### Brano di origine
-- -- --

Non è più tempo, dobbiamo invadere le nostre vite di pensieri chiari e opere leggere, che restituiscono alla natura spazi ed equilibri e alle nostre menti un po’ di libertà dalle gabbie che noi stessi ci siamo costruiti per difenderci o per sentirci al sicuro.

M’immagino quindi la città che spazza via fumi e idrocarburi, cementi a vista, barriere architettoniche e ostilità per chi è diverso – quindi l’intera umanità – e decide di vivere intensamente consumando esperienze e non suolo, recuperando relazioni, contatti, scambi, cercando il vero profitto, quello che fa guadagnare molto per distribuire di più e ricevere il centuplo.

Ci vuole passione e misura, come per modellare una buona opera d’arte: troppa energia avventata deforma idee e cose, un’accorta e insieme tesa volontà di agire per spoliazione e non per accumulazione, per tratti e non sversamenti produce una buona forma; ma bisogna essere ispirati da uno sguardo lungo, capace di andare oltre noi: questo può allungare il tempo dell’esistenza di una specie animale tutt’altro che onnipotente, ma capace di captare la presenza di un mistero nell’universo e nutrirsene, alimentando il vero bene.

-- -- --

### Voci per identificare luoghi
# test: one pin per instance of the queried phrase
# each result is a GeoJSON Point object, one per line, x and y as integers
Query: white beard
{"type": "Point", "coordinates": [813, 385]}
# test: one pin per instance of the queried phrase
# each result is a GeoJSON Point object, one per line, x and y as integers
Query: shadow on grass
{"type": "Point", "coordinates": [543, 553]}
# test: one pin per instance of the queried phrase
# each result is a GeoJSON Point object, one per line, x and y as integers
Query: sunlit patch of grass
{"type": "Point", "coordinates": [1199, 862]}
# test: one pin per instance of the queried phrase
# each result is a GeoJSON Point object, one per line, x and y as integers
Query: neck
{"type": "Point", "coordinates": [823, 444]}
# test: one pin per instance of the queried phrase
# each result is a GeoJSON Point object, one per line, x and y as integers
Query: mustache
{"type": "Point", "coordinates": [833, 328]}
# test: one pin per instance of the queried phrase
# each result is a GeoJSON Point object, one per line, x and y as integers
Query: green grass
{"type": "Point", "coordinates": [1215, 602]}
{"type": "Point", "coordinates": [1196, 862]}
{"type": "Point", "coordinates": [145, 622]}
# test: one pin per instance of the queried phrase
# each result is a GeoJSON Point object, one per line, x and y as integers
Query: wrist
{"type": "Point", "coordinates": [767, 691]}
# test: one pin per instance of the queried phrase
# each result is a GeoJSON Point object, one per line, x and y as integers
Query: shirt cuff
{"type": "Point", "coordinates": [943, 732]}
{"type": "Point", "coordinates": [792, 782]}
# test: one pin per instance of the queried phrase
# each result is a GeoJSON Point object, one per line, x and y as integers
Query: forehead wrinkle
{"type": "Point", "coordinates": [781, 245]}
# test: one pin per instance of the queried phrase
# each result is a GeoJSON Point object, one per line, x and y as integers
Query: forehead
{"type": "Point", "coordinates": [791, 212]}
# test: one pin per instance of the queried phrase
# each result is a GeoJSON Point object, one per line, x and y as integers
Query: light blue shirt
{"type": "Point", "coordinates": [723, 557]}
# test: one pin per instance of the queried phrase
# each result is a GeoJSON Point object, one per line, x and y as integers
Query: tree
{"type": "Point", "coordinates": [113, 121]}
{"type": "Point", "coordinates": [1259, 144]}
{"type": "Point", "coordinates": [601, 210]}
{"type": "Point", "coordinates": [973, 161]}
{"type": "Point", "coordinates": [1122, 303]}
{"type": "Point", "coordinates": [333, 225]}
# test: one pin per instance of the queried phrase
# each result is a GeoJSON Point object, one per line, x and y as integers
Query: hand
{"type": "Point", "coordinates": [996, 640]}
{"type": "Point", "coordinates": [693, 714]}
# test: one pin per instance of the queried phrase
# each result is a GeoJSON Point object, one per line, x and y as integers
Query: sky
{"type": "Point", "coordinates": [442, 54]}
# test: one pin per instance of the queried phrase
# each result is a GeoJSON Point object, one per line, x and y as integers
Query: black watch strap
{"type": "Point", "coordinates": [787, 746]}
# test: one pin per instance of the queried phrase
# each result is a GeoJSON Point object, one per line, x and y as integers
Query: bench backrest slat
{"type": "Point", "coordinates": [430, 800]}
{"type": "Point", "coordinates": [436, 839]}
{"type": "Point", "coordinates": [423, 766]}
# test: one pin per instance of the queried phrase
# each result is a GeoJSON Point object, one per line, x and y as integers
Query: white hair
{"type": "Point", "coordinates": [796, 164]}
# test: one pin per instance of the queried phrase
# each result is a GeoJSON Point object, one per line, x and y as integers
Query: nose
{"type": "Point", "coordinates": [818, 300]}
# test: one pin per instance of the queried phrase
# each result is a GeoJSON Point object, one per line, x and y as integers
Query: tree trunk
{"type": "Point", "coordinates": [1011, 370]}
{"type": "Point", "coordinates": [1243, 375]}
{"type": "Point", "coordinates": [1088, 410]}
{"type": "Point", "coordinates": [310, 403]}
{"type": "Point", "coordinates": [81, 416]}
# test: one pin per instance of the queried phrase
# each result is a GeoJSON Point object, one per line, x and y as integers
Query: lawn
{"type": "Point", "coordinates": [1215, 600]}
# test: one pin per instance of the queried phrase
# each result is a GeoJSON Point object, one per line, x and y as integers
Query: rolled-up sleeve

-- -- --

### Cosa fare
Estrai per favore dal brano sulla città il passo compreso tra "Non è più tempo, dobbiamo" e "sentirci al sicuro.", estremi inclusi.

### La risposta
Non è più tempo, dobbiamo invadere le nostre vite di pensieri chiari e opere leggere, che restituiscono alla natura spazi ed equilibri e alle nostre menti un po’ di libertà dalle gabbie che noi stessi ci siamo costruiti per difenderci o per sentirci al sicuro.